[Document passage start]
Joan Larkin earned a Bachelor of Arts degree at Swarthmore College, a Master of Arts degree in English at the University of Arizona, and a Master of Fine Arts degree in playwriting at Brooklyn College.

Larkin has served on the faculties of Brooklyn College, Sarah Lawrence College, and Goddard College, and as Distinguished Visiting Poet at Columbia College Chicago. She is a member of the core faculty of the Master of Fine Arts Program in Poetry Writing at Drew University.

Larkin has also participated in institutions and theater companies as a visiting instructor (poet-in-residence) at West Side YMCA Writers Community in New York for a couple of years (1994-1996). Additional to that, Larkin Co-founded Out & Out Books (1975), a Lesbian Poetry Archive, with her bibliography, "Housework" is located in Brooklyn, NY: Out & Out Books.


Works and themes


Joan Larkin's most recent poetry collection is My Body: New and Selected Poems (Hanging Loose Press, 2007). Previous books of poetry include Housework, A Long Sound, Sor Juana's Love Poems (translated with Jaime Manrique), and Cold River.

Her writing includes The Hole in the Sheet, a Klezmer musical farce, and two books of daily meditations in the Hazelden recovery series: If You Want What We Have and Glad Day. The Living, her verse play about AIDS, has been produced at festivals in Boston and New York.
[Document passage end]
• **Requirements**
**1.** List each academic degree that the Joan Larkin biography says she earned, with the institution where she earned it.
**2.** Reproduce word for word the part of the Joan Larkin biography from "Her writing includes" to "and New York.".
[Source material start]
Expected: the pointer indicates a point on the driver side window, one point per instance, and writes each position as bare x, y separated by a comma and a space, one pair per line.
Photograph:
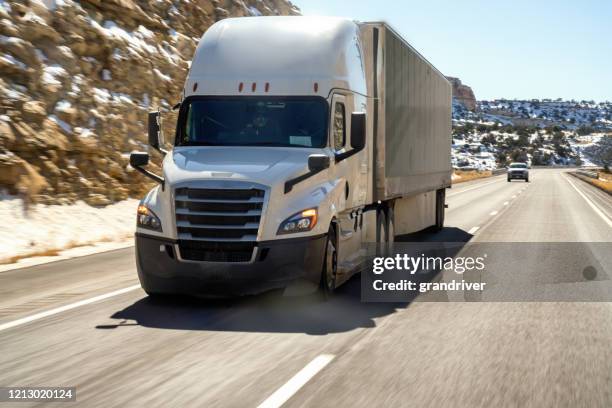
[Source material end]
• **Problem solutions**
**1.**
- Bachelor of Arts, Swarthmore College
- Master of Arts in English, University of Arizona
- Master of Fine Arts in playwriting, Brooklyn College

**2.**
Her writing includes The Hole in the Sheet, a Klezmer musical farce, and two books of daily meditations in the Hazelden recovery series: If You Want What We Have and Glad Day. The Living, her verse play about AIDS, has been produced at festivals in Boston and New York.